Set down each entry exactly as it stands, without altering a single character.

[Point-per-instance localization data]
========
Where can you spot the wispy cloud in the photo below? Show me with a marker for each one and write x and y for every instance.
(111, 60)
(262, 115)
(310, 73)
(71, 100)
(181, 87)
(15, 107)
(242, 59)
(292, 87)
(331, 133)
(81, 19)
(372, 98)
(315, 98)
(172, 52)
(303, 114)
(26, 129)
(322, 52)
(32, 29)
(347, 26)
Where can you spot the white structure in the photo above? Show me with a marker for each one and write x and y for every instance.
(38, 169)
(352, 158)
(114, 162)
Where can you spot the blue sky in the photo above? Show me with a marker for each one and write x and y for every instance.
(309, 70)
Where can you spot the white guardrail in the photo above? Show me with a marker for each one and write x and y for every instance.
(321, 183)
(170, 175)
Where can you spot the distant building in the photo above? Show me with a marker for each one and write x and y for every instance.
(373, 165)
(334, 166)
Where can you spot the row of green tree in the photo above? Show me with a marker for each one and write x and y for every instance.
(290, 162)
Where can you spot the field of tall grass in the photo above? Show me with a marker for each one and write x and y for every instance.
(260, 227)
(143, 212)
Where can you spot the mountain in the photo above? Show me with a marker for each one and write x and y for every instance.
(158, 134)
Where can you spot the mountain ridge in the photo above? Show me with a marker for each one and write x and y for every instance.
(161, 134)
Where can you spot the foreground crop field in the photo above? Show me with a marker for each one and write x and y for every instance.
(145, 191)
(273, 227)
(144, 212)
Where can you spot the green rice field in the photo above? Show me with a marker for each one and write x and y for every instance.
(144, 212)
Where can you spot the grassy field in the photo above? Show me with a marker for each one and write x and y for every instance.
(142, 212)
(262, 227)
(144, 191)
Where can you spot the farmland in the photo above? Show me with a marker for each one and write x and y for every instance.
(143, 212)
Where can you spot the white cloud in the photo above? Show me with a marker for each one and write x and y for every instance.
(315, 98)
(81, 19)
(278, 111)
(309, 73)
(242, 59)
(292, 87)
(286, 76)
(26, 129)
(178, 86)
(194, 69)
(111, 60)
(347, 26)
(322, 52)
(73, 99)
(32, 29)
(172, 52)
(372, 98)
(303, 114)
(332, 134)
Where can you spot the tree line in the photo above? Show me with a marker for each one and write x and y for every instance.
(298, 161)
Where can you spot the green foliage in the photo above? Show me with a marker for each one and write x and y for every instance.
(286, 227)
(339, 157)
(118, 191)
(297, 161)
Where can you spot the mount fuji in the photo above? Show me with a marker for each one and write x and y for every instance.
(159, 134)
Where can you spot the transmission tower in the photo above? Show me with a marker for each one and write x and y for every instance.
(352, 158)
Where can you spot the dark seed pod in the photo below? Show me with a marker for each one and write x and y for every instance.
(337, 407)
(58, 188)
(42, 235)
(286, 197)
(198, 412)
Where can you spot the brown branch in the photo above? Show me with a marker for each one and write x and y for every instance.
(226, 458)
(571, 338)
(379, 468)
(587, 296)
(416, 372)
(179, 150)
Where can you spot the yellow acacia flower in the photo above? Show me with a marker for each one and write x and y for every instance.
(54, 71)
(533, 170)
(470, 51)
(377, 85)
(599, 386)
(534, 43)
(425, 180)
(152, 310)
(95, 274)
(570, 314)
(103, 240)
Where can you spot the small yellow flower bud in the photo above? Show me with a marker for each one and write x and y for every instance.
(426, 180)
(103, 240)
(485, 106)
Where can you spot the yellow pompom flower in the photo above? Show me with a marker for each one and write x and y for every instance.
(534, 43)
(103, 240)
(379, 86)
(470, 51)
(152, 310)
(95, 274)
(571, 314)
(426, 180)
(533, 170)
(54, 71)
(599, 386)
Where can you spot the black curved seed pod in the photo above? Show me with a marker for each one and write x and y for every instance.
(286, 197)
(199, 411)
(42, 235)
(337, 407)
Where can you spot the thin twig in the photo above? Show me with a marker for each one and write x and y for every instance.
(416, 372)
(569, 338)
========
Your response:
Where can you spot the wispy cloud in the photo below? Show me with a marker for each one and write x and y for every instance.
(111, 60)
(262, 115)
(310, 73)
(71, 100)
(181, 87)
(15, 107)
(242, 59)
(292, 87)
(331, 133)
(81, 19)
(372, 98)
(315, 98)
(172, 52)
(303, 114)
(26, 129)
(322, 52)
(32, 29)
(347, 26)
Where can you spot the white structure in the photo above? Show me with a marker for each one and write x and y for every instance.
(38, 169)
(352, 158)
(114, 162)
Where can you spot the blue sky in the photo above? Show me with a marker for each one and write x and y for every instance.
(309, 70)
Where can you spot the white guardrail in the photo above? Show me with a marker for each one and write x and y for every instance.
(321, 183)
(170, 175)
Where can you spot the distant building in the photo above? Show me with a marker for each one and write x and y for every instance.
(373, 165)
(334, 166)
Where can you spot the row of green tree in the photo above? Show me with a marker for each one and write x and y for every instance.
(290, 162)
Where can you spot the field of tall grass in the photo above? Show me with a marker for each one and write x and y for every instance.
(260, 227)
(143, 212)
Where can you spot the mountain in the photo above? Show me with a marker for each one and write x and y for every instance.
(158, 134)
Where can you spot the mountain ridge in the photo above? Show me with a marker for each one and write x and y for every instance.
(161, 134)
Where can you spot the foreground crop field in the photo above? Show me with a marker for each one and write x and y for every instance.
(145, 191)
(273, 227)
(144, 212)
Where can you spot the green rice field in the photo above? Show me with a marker for each one and write x and y for every instance.
(144, 212)
Where can you spot the grassy field in the photo above? Show me with a marker for each one and write x and y for every instance.
(142, 212)
(262, 227)
(144, 191)
Where can you spot the farmland in the photo above? Show me with a marker for each one and write x and y for every instance.
(143, 212)
Where can you spot the white cloud in the photo above? Show me with a marker for each one and write x and y for every instance.
(315, 98)
(81, 19)
(278, 111)
(309, 73)
(242, 59)
(292, 87)
(286, 76)
(26, 129)
(178, 86)
(194, 69)
(111, 60)
(347, 26)
(322, 52)
(73, 99)
(32, 29)
(172, 52)
(372, 98)
(303, 114)
(332, 134)
Where can you spot the tree line in the photo above? Show me with a marker for each one and write x and y for every instance.
(298, 161)
Where can you spot the green foliage in the photo above? Show me with a marker for each one and write x and y for every instance.
(286, 227)
(339, 157)
(118, 191)
(297, 161)
Where can you spot the mount fuji in the photo above? Show me with a marker for each one and write x and y for every instance.
(159, 134)
Where can you spot the transmission tower in the photo above? Show me with a marker for each one and write x and y for every instance.
(352, 158)
Where can you spot the dark seed pod in the photo below? Show me with a marker for each one and write x and y for every instance.
(337, 407)
(58, 188)
(42, 235)
(286, 197)
(198, 412)
Where can you spot the brown branch in the photo above? Show me with a marker for each one and write x and y for every instance.
(226, 458)
(571, 338)
(379, 468)
(587, 296)
(416, 372)
(179, 150)
Where can you spot the yellow acacia flower in the photo above? Show me with a marker for each one and write x and y for every instance.
(54, 71)
(533, 170)
(470, 51)
(377, 85)
(599, 386)
(534, 43)
(425, 180)
(152, 310)
(95, 274)
(570, 314)
(103, 240)
Where can you spot the small yellow flower bud in the photo above? Show me with a marker for each one and write x and y for every instance.
(426, 180)
(103, 240)
(485, 106)
Where can you spot the yellow pompom flower in the photo above? Show me with a marker for each one and write x and y for every instance.
(534, 43)
(103, 240)
(379, 86)
(470, 51)
(152, 310)
(95, 274)
(571, 314)
(426, 180)
(533, 170)
(54, 71)
(599, 386)
Where can you spot the black curved seed pod in the photo above? Show me with a marker for each one and write x and y for every instance.
(286, 197)
(199, 411)
(42, 235)
(337, 407)
Where can you spot the thin twig in the photo above? Show me with a marker for each one and write x and y for every instance.
(416, 372)
(569, 338)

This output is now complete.